EXCERPTED TEXT:
┌──
RapidMiner

RapidMiner

removing columns from a dataset/analysis

Contributor II

removing columns from a dataset/analysis

Hi all,
I'm' new to Rapidminer so this is a basic question I'd appreciate your help with.

I'm running a decision tree (ID3Numerical).

How do I:
1) remove columns (variables) from a dataset before processing
2) alternatively, list the subset of the dataset's variables that I want to put through the tree?

In a related issue, how do I store and view a dataset that's been read in without running the whole ETL process again and pausing it after import?!

thanks in advance for all your help.

Richie
6 REPLIES
Regular Contributor

Re: removing columns from a dataset/analysis

Hi,

Welcome to the whacky world of RM! Here's an answer to your questions....

<operator name="Root" class="Process" expanded="yes">
    <operator name="ExampleSetGenerator" class="ExampleSetGenerator">
        <parameter key="target_function" value="random"/>
        <parameter key="number_examples" value="200"/>
    </operator>
    <operator name="FeatureNameFilter" class="FeatureNameFilter">
        <parameter key="skip_features_with_name" value="a.*"/>
        <parameter key="except_features_with_name" value="att5"/>
    </operator>
    <operator name="ExampleSetWriter" class="ExampleSetWriter">
        <parameter key="example_set_file" value="bla"/>
    </operator>
</operator>


Some say that reading the manuals and working through the tutorial and examples helps, others that it takes all the fun out of guessing.
└──
RECORD LIST:
┌──
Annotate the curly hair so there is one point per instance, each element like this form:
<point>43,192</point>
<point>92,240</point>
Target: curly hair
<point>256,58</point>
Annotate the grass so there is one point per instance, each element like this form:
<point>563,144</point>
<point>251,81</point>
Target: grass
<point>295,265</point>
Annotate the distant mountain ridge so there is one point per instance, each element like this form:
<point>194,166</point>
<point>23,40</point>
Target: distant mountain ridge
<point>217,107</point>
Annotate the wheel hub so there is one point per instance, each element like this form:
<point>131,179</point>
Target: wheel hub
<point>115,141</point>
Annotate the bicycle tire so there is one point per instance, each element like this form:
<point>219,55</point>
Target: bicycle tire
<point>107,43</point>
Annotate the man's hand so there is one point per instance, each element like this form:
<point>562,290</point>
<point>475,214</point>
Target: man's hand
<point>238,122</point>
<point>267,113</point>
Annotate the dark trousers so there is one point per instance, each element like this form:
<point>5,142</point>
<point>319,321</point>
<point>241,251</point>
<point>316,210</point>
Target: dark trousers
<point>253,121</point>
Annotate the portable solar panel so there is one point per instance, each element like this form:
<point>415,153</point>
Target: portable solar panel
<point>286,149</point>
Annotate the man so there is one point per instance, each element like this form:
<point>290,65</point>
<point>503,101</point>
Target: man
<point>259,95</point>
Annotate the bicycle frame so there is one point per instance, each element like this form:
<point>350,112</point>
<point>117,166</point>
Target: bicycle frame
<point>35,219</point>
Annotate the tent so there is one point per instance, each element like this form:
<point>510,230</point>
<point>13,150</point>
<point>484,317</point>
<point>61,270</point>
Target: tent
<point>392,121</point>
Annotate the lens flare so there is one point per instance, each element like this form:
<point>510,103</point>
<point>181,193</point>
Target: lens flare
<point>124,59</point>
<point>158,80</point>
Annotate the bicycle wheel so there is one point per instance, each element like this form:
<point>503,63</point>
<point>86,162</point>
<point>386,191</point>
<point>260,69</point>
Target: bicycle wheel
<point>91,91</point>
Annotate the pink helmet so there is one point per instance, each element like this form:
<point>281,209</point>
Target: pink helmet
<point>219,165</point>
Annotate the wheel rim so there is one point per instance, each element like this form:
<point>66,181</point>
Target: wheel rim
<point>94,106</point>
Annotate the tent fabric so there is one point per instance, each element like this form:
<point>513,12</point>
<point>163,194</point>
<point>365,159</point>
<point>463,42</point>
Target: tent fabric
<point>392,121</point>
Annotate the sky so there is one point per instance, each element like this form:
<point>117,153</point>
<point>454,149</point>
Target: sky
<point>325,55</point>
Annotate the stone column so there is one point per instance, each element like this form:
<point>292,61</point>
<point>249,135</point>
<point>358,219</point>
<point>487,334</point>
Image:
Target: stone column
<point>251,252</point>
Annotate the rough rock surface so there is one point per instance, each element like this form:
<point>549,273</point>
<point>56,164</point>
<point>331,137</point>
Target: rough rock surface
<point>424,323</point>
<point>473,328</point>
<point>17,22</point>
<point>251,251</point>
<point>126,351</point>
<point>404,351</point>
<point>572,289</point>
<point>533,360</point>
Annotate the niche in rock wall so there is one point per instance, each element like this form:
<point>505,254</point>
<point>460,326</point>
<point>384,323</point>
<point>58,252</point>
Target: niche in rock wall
└──
PROBLEMS TO WORK ON:
1) Answer these questions about the RapidMiner forum thread:
(a) Which decision tree is the original poster running?
(b) What value does the reply's process give the "number_examples" parameter?
(c) Which feature name is set as the value of "except_features_with_name"?
2) Transcribe the passage of the RapidMiner forum thread between "I'm running a" and "it after import?!", inclusive.

OUTPUTS:
1)
(a) ID3Numerical
(b) 200
(c) att5

2)
I'm running a decision tree (ID3Numerical).

How do I:
1) remove columns (variables) from a dataset before processing
2) alternatively, list the subset of the dataset's variables that I want to put through the tree?

In a related issue, how do I store and view a dataset that's been read in without running the whole ETL process again and pausing it after import?!